_Short task:_
Can you repeat, word for word, the stretch of the records from the line containing "mark: the stadium stand, one" through the end of the records, leaving any pictures out of your answer?

(Photo-based point labeling data)
^^^^^^^^^^^^^^^^

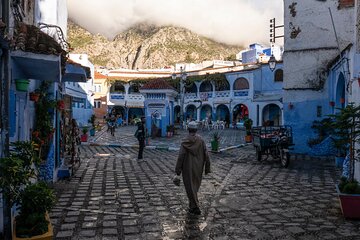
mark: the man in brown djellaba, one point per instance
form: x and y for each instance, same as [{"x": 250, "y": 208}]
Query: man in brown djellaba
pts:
[{"x": 192, "y": 160}]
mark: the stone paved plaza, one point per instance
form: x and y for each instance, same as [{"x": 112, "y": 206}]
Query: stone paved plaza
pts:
[{"x": 112, "y": 196}]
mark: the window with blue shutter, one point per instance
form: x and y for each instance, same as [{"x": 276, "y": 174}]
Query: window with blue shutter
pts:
[{"x": 12, "y": 116}]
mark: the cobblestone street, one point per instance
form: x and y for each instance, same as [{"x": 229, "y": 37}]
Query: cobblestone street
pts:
[{"x": 112, "y": 196}]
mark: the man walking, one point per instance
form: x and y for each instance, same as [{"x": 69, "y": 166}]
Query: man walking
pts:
[
  {"x": 141, "y": 137},
  {"x": 193, "y": 158}
]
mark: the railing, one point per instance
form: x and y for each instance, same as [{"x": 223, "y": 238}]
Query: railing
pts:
[
  {"x": 56, "y": 33},
  {"x": 241, "y": 93},
  {"x": 135, "y": 97},
  {"x": 117, "y": 96},
  {"x": 190, "y": 96},
  {"x": 222, "y": 94},
  {"x": 156, "y": 95},
  {"x": 204, "y": 96}
]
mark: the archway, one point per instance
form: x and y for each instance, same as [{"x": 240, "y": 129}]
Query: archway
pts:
[
  {"x": 206, "y": 112},
  {"x": 134, "y": 88},
  {"x": 191, "y": 89},
  {"x": 177, "y": 114},
  {"x": 240, "y": 112},
  {"x": 119, "y": 111},
  {"x": 117, "y": 87},
  {"x": 190, "y": 113},
  {"x": 206, "y": 86},
  {"x": 135, "y": 113},
  {"x": 340, "y": 91},
  {"x": 222, "y": 85},
  {"x": 223, "y": 113},
  {"x": 271, "y": 115}
]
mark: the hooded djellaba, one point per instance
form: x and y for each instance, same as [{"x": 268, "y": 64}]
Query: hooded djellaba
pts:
[{"x": 193, "y": 158}]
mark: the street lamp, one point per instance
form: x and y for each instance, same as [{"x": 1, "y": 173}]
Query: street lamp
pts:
[
  {"x": 183, "y": 77},
  {"x": 272, "y": 63}
]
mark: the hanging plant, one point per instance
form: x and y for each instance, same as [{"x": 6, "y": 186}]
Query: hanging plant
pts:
[{"x": 43, "y": 130}]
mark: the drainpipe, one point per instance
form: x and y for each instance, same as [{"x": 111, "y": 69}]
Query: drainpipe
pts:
[{"x": 5, "y": 88}]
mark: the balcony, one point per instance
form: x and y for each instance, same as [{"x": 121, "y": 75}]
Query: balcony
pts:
[
  {"x": 241, "y": 93},
  {"x": 222, "y": 94}
]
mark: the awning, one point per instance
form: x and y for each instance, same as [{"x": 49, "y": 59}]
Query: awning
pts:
[
  {"x": 27, "y": 65},
  {"x": 74, "y": 73},
  {"x": 75, "y": 93}
]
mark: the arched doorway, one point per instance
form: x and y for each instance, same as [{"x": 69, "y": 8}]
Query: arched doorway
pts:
[
  {"x": 190, "y": 113},
  {"x": 271, "y": 115},
  {"x": 206, "y": 112},
  {"x": 177, "y": 114},
  {"x": 135, "y": 113},
  {"x": 340, "y": 92},
  {"x": 241, "y": 84},
  {"x": 134, "y": 88},
  {"x": 119, "y": 111},
  {"x": 206, "y": 86},
  {"x": 240, "y": 112},
  {"x": 223, "y": 113}
]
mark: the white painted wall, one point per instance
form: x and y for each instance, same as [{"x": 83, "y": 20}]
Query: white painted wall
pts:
[
  {"x": 52, "y": 12},
  {"x": 80, "y": 114}
]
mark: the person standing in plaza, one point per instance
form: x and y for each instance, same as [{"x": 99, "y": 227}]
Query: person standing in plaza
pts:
[
  {"x": 141, "y": 137},
  {"x": 193, "y": 159}
]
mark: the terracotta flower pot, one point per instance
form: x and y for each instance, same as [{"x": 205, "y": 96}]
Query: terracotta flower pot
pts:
[{"x": 34, "y": 96}]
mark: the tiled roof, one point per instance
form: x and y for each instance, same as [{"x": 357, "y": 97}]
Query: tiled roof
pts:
[
  {"x": 30, "y": 38},
  {"x": 87, "y": 69},
  {"x": 99, "y": 75},
  {"x": 157, "y": 84}
]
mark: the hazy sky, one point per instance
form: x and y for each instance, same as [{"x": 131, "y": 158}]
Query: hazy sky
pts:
[{"x": 228, "y": 21}]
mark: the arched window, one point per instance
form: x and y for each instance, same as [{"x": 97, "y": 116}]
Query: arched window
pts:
[
  {"x": 278, "y": 75},
  {"x": 222, "y": 85},
  {"x": 206, "y": 87},
  {"x": 118, "y": 87},
  {"x": 241, "y": 84},
  {"x": 134, "y": 88}
]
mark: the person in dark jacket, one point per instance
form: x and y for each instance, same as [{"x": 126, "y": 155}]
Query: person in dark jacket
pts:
[
  {"x": 193, "y": 158},
  {"x": 141, "y": 137}
]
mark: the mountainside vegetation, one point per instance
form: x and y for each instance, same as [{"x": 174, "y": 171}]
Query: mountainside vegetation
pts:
[{"x": 147, "y": 46}]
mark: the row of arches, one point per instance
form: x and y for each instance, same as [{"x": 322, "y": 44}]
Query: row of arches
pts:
[
  {"x": 206, "y": 86},
  {"x": 271, "y": 114}
]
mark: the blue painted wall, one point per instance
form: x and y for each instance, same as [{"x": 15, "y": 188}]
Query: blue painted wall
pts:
[{"x": 301, "y": 118}]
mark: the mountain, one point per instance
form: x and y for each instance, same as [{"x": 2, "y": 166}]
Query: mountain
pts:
[{"x": 148, "y": 46}]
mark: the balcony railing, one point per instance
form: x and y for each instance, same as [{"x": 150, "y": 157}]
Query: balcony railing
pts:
[
  {"x": 135, "y": 97},
  {"x": 222, "y": 94},
  {"x": 241, "y": 93},
  {"x": 189, "y": 96},
  {"x": 117, "y": 96}
]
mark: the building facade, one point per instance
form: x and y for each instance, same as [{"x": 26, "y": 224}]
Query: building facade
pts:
[
  {"x": 314, "y": 85},
  {"x": 100, "y": 95}
]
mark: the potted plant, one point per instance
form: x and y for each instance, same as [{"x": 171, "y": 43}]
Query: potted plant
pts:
[
  {"x": 33, "y": 220},
  {"x": 44, "y": 126},
  {"x": 169, "y": 130},
  {"x": 22, "y": 84},
  {"x": 215, "y": 142},
  {"x": 84, "y": 136},
  {"x": 346, "y": 126},
  {"x": 17, "y": 172},
  {"x": 93, "y": 126},
  {"x": 34, "y": 96},
  {"x": 248, "y": 125}
]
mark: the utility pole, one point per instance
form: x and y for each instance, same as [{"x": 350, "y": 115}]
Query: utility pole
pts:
[
  {"x": 5, "y": 90},
  {"x": 273, "y": 28}
]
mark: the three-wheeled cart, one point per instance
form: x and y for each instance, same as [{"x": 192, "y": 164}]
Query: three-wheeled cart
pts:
[{"x": 273, "y": 141}]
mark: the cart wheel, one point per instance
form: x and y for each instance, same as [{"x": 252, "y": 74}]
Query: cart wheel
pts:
[
  {"x": 258, "y": 153},
  {"x": 284, "y": 158}
]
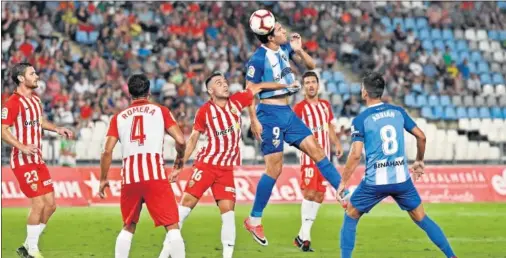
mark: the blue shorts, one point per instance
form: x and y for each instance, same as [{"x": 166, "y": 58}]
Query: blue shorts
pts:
[
  {"x": 366, "y": 196},
  {"x": 280, "y": 124}
]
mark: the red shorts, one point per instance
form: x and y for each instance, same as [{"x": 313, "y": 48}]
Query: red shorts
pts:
[
  {"x": 312, "y": 179},
  {"x": 220, "y": 180},
  {"x": 34, "y": 179},
  {"x": 159, "y": 200}
]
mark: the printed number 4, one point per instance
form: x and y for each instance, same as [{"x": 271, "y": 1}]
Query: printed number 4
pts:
[
  {"x": 389, "y": 138},
  {"x": 138, "y": 130},
  {"x": 31, "y": 177}
]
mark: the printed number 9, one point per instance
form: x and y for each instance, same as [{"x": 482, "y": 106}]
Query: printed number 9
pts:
[
  {"x": 275, "y": 131},
  {"x": 389, "y": 138}
]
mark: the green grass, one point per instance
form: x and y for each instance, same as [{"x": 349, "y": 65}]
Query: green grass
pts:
[{"x": 474, "y": 230}]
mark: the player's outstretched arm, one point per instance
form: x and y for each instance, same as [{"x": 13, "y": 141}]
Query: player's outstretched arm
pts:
[{"x": 105, "y": 163}]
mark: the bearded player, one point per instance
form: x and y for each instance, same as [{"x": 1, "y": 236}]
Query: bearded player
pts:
[
  {"x": 317, "y": 114},
  {"x": 220, "y": 120},
  {"x": 274, "y": 121},
  {"x": 23, "y": 111},
  {"x": 141, "y": 129}
]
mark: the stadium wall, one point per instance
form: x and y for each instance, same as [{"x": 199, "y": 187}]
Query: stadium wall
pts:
[{"x": 441, "y": 184}]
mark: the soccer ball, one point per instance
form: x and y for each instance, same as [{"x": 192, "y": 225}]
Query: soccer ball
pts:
[{"x": 262, "y": 22}]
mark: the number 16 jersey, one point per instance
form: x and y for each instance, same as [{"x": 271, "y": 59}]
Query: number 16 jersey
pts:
[
  {"x": 141, "y": 129},
  {"x": 381, "y": 128}
]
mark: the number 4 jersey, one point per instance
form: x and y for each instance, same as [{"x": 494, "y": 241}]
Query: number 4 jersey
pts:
[
  {"x": 140, "y": 129},
  {"x": 381, "y": 128}
]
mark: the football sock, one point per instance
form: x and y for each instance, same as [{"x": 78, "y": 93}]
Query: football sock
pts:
[
  {"x": 32, "y": 237},
  {"x": 308, "y": 211},
  {"x": 183, "y": 214},
  {"x": 348, "y": 233},
  {"x": 123, "y": 244},
  {"x": 262, "y": 195},
  {"x": 228, "y": 233},
  {"x": 329, "y": 172},
  {"x": 173, "y": 245},
  {"x": 436, "y": 235}
]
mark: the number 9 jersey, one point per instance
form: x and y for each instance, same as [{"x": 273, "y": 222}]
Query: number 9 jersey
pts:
[
  {"x": 140, "y": 129},
  {"x": 381, "y": 128}
]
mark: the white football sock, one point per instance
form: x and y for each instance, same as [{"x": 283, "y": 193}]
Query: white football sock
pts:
[
  {"x": 183, "y": 214},
  {"x": 173, "y": 245},
  {"x": 228, "y": 233},
  {"x": 308, "y": 211},
  {"x": 32, "y": 237},
  {"x": 255, "y": 221},
  {"x": 123, "y": 244}
]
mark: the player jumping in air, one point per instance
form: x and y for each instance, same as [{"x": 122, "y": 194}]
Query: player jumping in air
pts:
[
  {"x": 220, "y": 120},
  {"x": 317, "y": 114},
  {"x": 275, "y": 122},
  {"x": 380, "y": 128},
  {"x": 23, "y": 111},
  {"x": 141, "y": 129}
]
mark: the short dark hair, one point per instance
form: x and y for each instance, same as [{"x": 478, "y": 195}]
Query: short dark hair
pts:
[
  {"x": 19, "y": 70},
  {"x": 310, "y": 74},
  {"x": 374, "y": 84},
  {"x": 138, "y": 85}
]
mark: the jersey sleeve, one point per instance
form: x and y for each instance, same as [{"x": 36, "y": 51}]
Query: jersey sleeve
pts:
[
  {"x": 168, "y": 118},
  {"x": 255, "y": 69},
  {"x": 357, "y": 130},
  {"x": 10, "y": 112},
  {"x": 245, "y": 98},
  {"x": 200, "y": 120},
  {"x": 113, "y": 127}
]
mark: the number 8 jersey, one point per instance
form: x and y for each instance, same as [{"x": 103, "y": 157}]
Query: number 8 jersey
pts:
[
  {"x": 381, "y": 128},
  {"x": 140, "y": 129}
]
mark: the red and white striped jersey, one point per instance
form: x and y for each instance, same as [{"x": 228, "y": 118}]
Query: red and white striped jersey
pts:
[
  {"x": 222, "y": 127},
  {"x": 317, "y": 117},
  {"x": 141, "y": 132},
  {"x": 24, "y": 114}
]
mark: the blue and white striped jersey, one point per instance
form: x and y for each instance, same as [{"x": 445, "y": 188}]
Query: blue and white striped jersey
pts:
[
  {"x": 381, "y": 128},
  {"x": 267, "y": 65}
]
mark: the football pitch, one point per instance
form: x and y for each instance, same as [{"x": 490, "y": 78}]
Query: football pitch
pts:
[{"x": 474, "y": 230}]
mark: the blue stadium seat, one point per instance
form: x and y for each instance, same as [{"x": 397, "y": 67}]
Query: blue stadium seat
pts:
[
  {"x": 427, "y": 113},
  {"x": 445, "y": 101},
  {"x": 421, "y": 100},
  {"x": 472, "y": 112},
  {"x": 476, "y": 56},
  {"x": 447, "y": 34},
  {"x": 461, "y": 112},
  {"x": 433, "y": 100},
  {"x": 344, "y": 88},
  {"x": 493, "y": 35},
  {"x": 496, "y": 113},
  {"x": 450, "y": 113},
  {"x": 409, "y": 100},
  {"x": 410, "y": 23},
  {"x": 424, "y": 34},
  {"x": 484, "y": 112},
  {"x": 355, "y": 88},
  {"x": 462, "y": 45},
  {"x": 485, "y": 78},
  {"x": 483, "y": 67},
  {"x": 438, "y": 112},
  {"x": 422, "y": 23},
  {"x": 438, "y": 43},
  {"x": 436, "y": 34},
  {"x": 497, "y": 78}
]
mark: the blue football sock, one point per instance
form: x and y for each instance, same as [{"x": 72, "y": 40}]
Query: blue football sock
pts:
[
  {"x": 348, "y": 232},
  {"x": 262, "y": 195},
  {"x": 329, "y": 172},
  {"x": 436, "y": 235}
]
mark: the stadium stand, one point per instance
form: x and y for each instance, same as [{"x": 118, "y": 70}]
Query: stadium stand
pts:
[{"x": 447, "y": 68}]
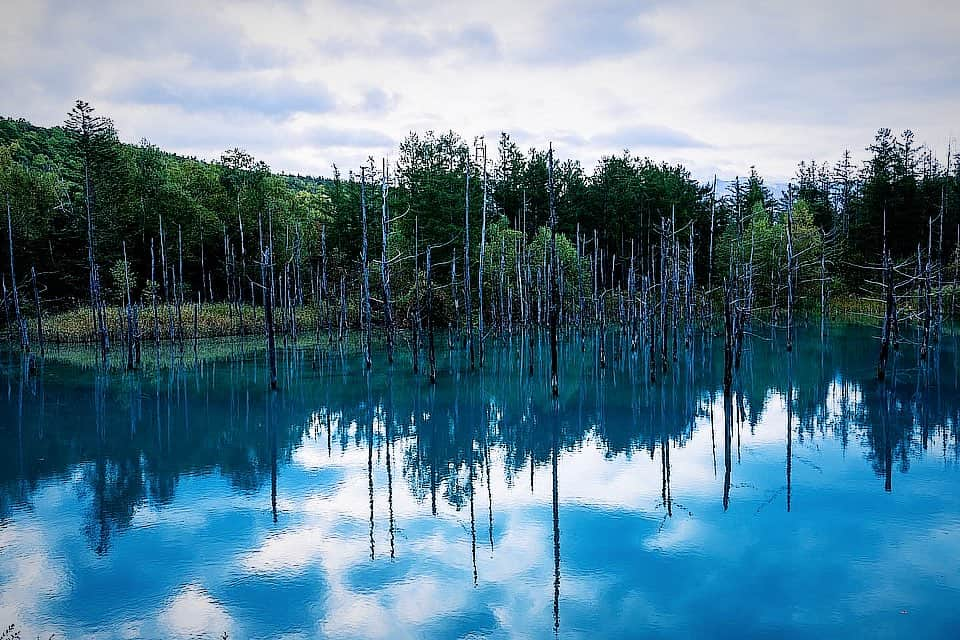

^^^^^^^^^^^^^^^^

_Task response:_
mark: the stadium stand, one point per instance
form: x and y for each instance, same as [{"x": 118, "y": 70}]
Query: stadium stand
pts:
[{"x": 447, "y": 68}]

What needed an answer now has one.